INSTRUCTION:
Collect every line from the items below that contains the word "tree".
Start of INPUT
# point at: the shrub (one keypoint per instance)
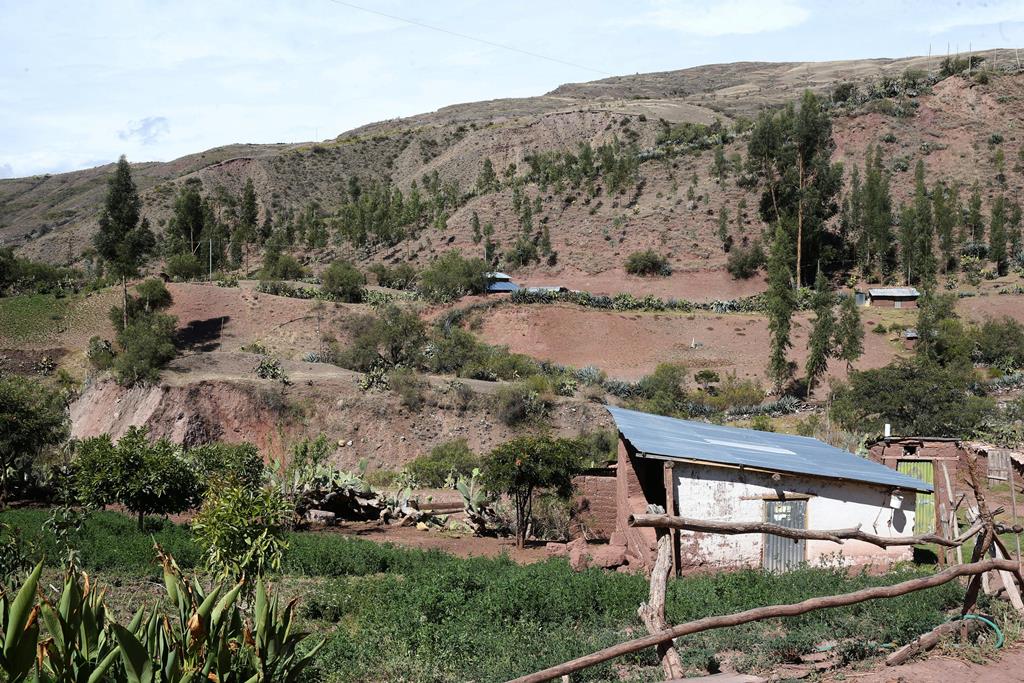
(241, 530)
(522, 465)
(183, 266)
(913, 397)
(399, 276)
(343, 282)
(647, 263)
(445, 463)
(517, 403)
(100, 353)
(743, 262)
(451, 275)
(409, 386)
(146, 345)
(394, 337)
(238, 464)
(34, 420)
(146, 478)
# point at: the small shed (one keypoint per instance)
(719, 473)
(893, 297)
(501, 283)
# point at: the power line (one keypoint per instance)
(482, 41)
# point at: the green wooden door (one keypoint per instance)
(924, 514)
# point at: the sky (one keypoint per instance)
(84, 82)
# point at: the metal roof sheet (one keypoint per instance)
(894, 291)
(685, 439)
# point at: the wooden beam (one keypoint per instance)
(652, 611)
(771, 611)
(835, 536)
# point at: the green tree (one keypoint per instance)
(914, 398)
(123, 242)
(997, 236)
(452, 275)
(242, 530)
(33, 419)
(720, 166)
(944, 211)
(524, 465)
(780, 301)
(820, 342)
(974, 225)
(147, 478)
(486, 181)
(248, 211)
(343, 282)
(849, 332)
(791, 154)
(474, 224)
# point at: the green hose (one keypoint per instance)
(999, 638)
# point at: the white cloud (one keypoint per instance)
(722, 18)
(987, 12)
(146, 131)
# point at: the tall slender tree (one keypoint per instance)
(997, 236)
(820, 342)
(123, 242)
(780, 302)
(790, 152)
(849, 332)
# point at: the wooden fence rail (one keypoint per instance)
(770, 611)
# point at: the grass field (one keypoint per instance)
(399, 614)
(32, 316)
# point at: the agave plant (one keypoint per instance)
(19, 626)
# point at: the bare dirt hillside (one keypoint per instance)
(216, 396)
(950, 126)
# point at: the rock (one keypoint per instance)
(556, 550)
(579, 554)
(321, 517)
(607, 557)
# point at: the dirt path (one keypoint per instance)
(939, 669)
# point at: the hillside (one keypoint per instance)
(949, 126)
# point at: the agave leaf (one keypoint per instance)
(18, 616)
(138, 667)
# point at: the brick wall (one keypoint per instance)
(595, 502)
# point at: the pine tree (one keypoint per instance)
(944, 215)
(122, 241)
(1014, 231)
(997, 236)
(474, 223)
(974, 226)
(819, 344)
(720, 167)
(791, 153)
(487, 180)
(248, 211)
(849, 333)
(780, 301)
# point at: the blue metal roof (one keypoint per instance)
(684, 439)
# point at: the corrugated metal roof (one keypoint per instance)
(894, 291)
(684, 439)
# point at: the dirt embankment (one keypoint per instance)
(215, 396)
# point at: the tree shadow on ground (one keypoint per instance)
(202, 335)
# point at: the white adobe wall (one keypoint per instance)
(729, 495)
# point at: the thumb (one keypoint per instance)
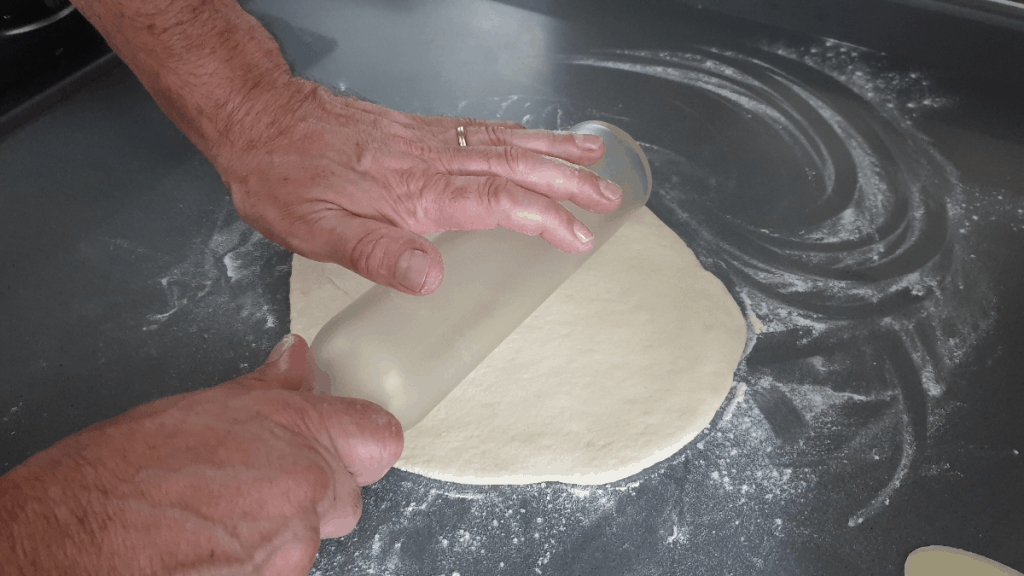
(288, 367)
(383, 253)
End of INPUT
Start of INPUT
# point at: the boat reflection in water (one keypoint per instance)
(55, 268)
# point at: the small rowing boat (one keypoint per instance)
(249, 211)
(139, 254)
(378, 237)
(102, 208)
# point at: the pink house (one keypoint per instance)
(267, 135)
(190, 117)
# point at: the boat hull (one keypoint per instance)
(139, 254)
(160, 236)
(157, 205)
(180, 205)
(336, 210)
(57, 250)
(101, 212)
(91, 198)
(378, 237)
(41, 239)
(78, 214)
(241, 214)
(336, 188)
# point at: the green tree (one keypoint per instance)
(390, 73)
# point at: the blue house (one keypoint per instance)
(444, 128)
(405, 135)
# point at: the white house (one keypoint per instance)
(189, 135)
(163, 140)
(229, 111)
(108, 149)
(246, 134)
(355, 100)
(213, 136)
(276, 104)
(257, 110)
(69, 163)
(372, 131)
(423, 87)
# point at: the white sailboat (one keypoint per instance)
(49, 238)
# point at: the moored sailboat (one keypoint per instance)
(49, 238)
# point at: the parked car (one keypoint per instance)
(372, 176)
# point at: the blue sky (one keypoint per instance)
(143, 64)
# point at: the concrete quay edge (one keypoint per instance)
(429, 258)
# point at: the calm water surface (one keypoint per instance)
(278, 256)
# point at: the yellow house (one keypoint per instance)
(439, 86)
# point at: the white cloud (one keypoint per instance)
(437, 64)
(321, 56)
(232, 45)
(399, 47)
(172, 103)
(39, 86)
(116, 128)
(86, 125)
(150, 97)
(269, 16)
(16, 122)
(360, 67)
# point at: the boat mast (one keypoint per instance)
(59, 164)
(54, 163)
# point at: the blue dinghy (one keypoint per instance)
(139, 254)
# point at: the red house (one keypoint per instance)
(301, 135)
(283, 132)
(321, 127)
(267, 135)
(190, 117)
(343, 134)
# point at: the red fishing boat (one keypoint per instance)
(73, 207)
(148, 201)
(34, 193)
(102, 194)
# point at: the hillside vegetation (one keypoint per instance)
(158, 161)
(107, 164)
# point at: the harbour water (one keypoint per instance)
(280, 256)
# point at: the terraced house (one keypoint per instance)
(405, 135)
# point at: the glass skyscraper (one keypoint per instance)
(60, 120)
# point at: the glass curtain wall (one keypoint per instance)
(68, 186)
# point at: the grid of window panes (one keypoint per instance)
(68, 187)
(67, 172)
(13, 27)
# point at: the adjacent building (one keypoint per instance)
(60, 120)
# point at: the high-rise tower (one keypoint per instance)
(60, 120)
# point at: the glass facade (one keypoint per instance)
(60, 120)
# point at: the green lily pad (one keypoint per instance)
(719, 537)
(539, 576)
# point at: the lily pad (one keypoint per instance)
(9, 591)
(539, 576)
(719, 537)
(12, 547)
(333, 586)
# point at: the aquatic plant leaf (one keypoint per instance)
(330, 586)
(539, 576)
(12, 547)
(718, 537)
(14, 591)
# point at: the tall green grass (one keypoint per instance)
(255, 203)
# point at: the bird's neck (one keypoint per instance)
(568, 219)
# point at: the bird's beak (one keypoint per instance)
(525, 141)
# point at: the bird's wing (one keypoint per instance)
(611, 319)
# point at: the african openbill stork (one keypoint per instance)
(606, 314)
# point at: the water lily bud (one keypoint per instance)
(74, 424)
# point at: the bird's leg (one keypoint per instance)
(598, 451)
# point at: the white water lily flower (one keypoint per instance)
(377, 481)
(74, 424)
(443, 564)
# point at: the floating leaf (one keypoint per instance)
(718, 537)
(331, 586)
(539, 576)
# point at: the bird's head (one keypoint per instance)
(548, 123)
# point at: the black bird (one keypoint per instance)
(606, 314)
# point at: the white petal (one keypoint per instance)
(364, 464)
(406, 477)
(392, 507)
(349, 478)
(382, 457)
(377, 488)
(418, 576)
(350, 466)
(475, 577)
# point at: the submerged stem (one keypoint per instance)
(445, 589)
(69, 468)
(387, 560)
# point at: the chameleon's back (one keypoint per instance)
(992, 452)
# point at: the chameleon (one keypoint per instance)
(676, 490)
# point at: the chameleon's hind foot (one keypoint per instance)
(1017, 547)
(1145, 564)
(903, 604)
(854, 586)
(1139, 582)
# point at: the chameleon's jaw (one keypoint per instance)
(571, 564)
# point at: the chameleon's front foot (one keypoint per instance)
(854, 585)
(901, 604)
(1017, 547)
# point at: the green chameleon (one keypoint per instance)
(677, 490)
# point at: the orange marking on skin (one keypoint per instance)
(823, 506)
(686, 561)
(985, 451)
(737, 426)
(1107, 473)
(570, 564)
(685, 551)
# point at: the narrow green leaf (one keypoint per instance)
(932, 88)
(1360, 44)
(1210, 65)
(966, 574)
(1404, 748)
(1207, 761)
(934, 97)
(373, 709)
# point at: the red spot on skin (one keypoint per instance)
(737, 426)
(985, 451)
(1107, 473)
End of INPUT
WORKED ANSWER:
# point at: the green tree (one keypoint per instance)
# point at: the tall slender tree (one keypoint per instance)
# point at: the pine tree (one keypoint per instance)
# point at: the tree shadow on ground (one keypoint per instance)
# point at: the green tree (one keypoint per instance)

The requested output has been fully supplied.